(Excerpts from a dataset)
'''

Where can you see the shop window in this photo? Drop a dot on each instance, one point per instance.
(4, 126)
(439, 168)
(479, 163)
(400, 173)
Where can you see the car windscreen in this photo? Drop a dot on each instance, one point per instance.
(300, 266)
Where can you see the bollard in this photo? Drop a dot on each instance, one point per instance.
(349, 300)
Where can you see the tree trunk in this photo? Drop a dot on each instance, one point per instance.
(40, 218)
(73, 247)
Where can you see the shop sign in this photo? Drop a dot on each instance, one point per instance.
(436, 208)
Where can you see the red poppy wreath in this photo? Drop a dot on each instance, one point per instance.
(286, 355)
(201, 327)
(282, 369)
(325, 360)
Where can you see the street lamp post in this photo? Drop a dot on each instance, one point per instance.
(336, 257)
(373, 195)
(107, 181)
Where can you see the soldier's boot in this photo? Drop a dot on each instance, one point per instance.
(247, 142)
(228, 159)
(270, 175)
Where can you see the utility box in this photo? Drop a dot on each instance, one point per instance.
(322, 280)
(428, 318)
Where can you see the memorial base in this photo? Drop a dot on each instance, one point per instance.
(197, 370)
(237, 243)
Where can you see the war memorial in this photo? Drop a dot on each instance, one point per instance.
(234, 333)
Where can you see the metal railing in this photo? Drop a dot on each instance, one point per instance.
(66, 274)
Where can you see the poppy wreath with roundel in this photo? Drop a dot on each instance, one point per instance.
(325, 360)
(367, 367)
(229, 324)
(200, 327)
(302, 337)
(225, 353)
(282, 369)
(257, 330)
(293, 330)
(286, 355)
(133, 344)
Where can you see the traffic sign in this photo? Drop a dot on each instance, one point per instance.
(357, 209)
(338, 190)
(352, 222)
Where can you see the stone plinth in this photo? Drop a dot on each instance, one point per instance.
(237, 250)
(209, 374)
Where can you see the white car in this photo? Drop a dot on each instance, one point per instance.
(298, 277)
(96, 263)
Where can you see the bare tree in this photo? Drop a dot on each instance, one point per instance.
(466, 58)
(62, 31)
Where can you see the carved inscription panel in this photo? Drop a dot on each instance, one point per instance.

'''

Would you please transcribe the records above in full and exactly?

Response to this task
Where can you see the shop window in this photo? Drop a dot on each instance, one point per instance.
(4, 126)
(439, 168)
(479, 163)
(400, 173)
Where can you see the car windscreen in this photo? Drop a dot on each instance, one point per instance.
(300, 266)
Where can you see the bollard in this photo? Drop a dot on each instance, one point per instance.
(349, 300)
Where can you see the tree trunk in this photo? Drop a dot on each instance, one point per instance.
(40, 218)
(73, 247)
Where can you see the shop sign in this photo? Drop a dot on each instance, one point per instance.
(436, 208)
Where can you see the red poppy wreath in this photo? Drop a dot on each instance, one point per instance.
(286, 355)
(201, 327)
(282, 369)
(325, 360)
Where can you see the street lamp post in this photo? Drop a dot on each instance, one point per instance.
(336, 257)
(373, 195)
(107, 181)
Where can you see the soldier's boot in this photo? Drop a dot on each instance, one point per instance.
(247, 142)
(228, 159)
(270, 175)
Where can you see the utility box in this photo? Drop a dot on each instance, one point per instance.
(322, 280)
(428, 318)
Where can you see the memorial base in this photo? Drop a dot on each instance, one point per instance.
(197, 370)
(237, 243)
Where can you see the war memorial in this photo? Drop a dot on each instance, one point per instance.
(234, 333)
Where can you see the metal railing in this photo? Drop a dot on each instance, one point per instance.
(66, 274)
Where can you see the poppy wreath with roundel in this photo? Drop a dot on each instance, one point per instance.
(325, 360)
(367, 367)
(229, 324)
(200, 327)
(302, 337)
(225, 353)
(282, 369)
(257, 330)
(293, 330)
(286, 355)
(133, 344)
Where can you see the traffic sign in this photo? Drop a dot on each instance, one point per instance.
(357, 209)
(338, 190)
(352, 222)
Where can you see the stone plinth in this photo? Drop a dot on each instance, one point per instance.
(237, 250)
(209, 374)
Where can you see the white car in this photo? Drop a dot on each instance, one point per instance.
(298, 277)
(96, 263)
Where can you see the bare tree in this photo? Drop a dot on each instance, one point per instance.
(466, 58)
(62, 31)
Where can you see the carved inscription panel in this photo? Drop a dot on each instance, one point per instance.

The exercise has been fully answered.